— start of SUPPLIED PASSAGE —

Market Intelligence—09.12.25
As the year draws to a close, it has become more evident than ever that the geopolitical and economic environment along the leather supply chain has shifted significantly in the past 12 months.
The increasing fragmentation of trade zones, more volatile consumption patterns, regulatory interventions and a noticeable relocation of production capacities have created an environment in which past certainties are losing relevance while new dependencies continue to emerge. Nowhere is this more apparent than in Europe, where persistently high energy and labour costs, stricter environmental requirements and rising financing burdens are undermining the economic foundation of many price-sensitive product groups. Segments that for years formed the stable backbone of European leather production are losing their viability. The consequences are already visible: production is shifting to lower-cost regions, European downstream manufacturers and brands are becoming more dependent on external supply chains, and a structural erosion of industrial capacity is taking place, an erosion that may accelerate further unless fundamental adjustments are made.
Against this backdrop, the recent decision on the European Union Deforestation Regulation (EUDR) merely postpones the time pressure, but this is still a matter of some urgency. The relaxation of the original timeline offers short-term relief, but the fundamental issues remain unaddressed. The technical infrastructure required for comprehensive traceability is still incomplete, data availability along the supply chain remains insufficient and the role of the “operator placing the product on the market” is not yet fully clarified. As a result, the industry remains in a regulatory limbo that complicates planning and delays investment decisions. Many market participants are deliberately operating on a short-term basis, postponing necessary modernisation and compliance projects. The EUDR decision does not resolve any of the structural challenges, it simply extends them and delays the point at which companies will inevitably have to reposition themselves.

— end of SUPPLIED PASSAGE —
— start of RAW RECORDS —

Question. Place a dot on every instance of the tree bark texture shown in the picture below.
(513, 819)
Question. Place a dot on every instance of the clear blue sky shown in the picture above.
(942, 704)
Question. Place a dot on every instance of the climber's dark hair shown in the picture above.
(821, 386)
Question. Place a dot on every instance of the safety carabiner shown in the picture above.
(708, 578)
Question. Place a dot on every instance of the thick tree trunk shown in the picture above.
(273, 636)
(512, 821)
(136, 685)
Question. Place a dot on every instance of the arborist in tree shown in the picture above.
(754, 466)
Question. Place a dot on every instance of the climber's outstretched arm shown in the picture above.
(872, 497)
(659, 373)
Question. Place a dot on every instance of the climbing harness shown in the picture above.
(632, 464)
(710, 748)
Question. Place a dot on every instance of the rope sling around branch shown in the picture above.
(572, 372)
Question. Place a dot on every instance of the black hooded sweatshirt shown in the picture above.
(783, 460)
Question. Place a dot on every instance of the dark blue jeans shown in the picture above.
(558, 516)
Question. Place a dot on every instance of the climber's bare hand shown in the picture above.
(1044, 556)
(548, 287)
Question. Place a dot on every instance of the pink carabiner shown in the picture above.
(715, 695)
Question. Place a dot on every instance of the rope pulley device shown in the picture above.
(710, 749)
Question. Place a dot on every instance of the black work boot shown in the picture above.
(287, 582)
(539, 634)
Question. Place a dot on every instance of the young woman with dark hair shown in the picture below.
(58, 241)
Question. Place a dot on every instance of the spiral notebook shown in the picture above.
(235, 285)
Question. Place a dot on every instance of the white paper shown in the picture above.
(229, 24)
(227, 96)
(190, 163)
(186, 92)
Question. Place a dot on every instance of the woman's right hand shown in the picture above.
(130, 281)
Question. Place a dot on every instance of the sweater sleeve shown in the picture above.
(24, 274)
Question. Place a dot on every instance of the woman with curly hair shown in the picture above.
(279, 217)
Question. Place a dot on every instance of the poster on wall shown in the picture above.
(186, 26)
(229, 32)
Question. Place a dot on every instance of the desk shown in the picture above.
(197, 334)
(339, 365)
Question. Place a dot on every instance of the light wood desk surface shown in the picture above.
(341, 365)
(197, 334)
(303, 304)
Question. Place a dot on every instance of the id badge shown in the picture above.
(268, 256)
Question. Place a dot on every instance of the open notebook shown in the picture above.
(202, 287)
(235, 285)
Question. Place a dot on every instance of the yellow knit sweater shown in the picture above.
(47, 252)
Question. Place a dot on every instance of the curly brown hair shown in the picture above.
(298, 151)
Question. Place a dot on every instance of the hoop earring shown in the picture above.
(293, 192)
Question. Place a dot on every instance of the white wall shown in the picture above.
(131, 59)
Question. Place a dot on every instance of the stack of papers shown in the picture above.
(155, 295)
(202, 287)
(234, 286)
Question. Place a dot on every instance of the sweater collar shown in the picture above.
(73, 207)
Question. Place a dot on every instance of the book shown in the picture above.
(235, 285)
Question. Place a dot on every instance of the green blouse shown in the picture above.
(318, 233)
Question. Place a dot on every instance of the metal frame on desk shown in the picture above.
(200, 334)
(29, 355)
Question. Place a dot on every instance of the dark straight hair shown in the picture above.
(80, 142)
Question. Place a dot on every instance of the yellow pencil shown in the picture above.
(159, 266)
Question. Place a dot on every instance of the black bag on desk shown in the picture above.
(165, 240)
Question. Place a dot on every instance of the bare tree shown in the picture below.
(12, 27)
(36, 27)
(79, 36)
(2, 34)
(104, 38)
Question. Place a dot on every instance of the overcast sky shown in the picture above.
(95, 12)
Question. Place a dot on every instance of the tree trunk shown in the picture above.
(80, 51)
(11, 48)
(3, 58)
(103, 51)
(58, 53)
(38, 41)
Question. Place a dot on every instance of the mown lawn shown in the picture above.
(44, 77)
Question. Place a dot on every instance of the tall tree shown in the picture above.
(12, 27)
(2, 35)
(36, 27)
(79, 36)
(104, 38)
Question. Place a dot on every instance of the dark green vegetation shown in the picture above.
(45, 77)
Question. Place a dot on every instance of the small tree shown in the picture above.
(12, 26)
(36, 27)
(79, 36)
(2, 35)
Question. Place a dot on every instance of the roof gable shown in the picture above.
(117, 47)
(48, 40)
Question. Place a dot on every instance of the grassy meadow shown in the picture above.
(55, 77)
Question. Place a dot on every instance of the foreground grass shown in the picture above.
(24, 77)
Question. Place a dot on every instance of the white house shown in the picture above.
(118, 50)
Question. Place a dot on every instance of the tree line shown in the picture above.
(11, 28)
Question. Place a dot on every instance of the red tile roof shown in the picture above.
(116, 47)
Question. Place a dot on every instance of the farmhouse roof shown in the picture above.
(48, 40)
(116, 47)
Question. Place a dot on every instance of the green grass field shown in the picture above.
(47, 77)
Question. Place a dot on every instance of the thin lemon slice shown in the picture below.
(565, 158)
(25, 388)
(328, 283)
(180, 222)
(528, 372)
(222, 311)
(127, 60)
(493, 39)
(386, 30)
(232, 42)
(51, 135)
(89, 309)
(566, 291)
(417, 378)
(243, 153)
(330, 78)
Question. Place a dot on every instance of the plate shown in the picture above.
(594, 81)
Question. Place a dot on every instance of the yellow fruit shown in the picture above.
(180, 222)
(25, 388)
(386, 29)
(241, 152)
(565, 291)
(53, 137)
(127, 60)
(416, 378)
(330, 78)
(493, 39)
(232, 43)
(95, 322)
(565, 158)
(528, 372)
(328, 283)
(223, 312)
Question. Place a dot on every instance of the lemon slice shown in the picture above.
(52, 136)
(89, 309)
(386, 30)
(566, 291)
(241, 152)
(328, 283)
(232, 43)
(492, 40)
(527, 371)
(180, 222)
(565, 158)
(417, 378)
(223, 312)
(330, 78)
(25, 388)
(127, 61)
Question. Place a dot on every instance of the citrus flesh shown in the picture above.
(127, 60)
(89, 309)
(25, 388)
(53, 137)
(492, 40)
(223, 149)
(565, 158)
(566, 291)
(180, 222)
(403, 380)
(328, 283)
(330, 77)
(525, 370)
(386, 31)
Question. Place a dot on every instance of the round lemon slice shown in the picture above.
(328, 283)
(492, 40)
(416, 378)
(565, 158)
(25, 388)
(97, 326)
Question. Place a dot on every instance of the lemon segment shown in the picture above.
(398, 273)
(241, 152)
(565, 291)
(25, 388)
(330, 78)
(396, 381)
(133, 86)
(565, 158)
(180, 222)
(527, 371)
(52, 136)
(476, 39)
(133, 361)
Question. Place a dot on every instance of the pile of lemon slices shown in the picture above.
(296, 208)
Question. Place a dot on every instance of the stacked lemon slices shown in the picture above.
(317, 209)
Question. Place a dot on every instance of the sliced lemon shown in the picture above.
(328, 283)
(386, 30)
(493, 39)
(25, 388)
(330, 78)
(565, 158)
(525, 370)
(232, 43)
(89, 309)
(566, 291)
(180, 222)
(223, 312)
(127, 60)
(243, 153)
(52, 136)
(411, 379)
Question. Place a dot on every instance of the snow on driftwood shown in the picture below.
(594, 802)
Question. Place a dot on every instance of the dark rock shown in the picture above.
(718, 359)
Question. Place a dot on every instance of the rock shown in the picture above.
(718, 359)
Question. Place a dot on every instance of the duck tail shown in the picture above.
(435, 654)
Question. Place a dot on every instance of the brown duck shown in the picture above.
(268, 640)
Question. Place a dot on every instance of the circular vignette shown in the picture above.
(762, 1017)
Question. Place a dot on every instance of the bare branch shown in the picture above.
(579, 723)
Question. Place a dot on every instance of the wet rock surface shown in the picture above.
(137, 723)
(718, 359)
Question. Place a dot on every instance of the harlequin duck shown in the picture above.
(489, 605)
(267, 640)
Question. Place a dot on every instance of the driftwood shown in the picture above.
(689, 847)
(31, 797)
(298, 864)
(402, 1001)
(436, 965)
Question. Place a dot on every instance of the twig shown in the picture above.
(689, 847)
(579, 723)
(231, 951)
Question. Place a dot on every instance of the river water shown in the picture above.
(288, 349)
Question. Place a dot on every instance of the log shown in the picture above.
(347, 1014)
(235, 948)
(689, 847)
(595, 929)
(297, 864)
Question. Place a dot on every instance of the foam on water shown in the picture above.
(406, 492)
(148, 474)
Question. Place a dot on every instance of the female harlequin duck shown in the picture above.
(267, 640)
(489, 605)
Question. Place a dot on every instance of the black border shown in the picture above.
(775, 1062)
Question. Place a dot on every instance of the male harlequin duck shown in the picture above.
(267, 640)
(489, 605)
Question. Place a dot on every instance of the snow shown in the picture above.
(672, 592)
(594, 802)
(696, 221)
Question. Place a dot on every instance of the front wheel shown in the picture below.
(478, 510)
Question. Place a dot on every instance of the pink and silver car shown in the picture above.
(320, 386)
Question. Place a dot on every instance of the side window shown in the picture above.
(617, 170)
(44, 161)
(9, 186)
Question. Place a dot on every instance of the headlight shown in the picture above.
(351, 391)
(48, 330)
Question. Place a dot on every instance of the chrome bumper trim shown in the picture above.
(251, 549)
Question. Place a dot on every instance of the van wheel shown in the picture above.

— end of RAW RECORDS —

§ **EXERCISE AIM**
Please continue the leather supply chain market report from the end of its last paragraph.

§ **RESULT OF THIS TASK**
Developments over the past two weeks clearly reflect this uncertainty. In the processing industry, call-offs are declining, production windows are being shortened and capacities reduced. Even long-standing customers are revising their demand planning for the coming quarter, often opting for more conservative volumes and avoiding long-term commitments. In downstream manufacturing, inventory reduction remains the main priority, and appetite for new projects is low. Price increases are difficult to implement, and activities are frequently being shifted into the first months of next year.
On the brand and OEM side, caution continues to dominate: the automotive sector is still grappling with uncertain sales volumes, particularly in the electric vehicle segment. The furniture sector remains focused on cost optimisation and conservative purchasing. The luxury market is stable but lacks meaningful growth drivers. The raw material market mirrors this picture: supply is adequate, but offtake, especially for Asia, remains weak, putting prices under continued pressure. Trading activity is exceptionally low, driven by buyers and sellers who are consciously opting to wait.
In this already challenging environment, the merger of JBS and Viva Group to form the new entity JBS Viva carries particular significance. With more than 30 production sites worldwide and an annual capacity exceeding 20 million hides, a player emerges whose vertical integration, financial strength and global reach can have lasting effects on market structures. For mid-sized and smaller tanneries, this significantly increases competitive pressure; such a large operator can influence price levels as well as efficiency and quality standards across the industry. For brands and OEMs, however, this development may offer advantages: more stable supply chains, greater scalability and a growing reliance on large, dependable partners. JBS Viva thus represents a structural turning point, one that extends far beyond the merger itself and is likely to reshape the dynamics of the global leather supply chain in the long term.
Another structural factor gaining importance is the persistent imbalance between global hide supply and leather demand.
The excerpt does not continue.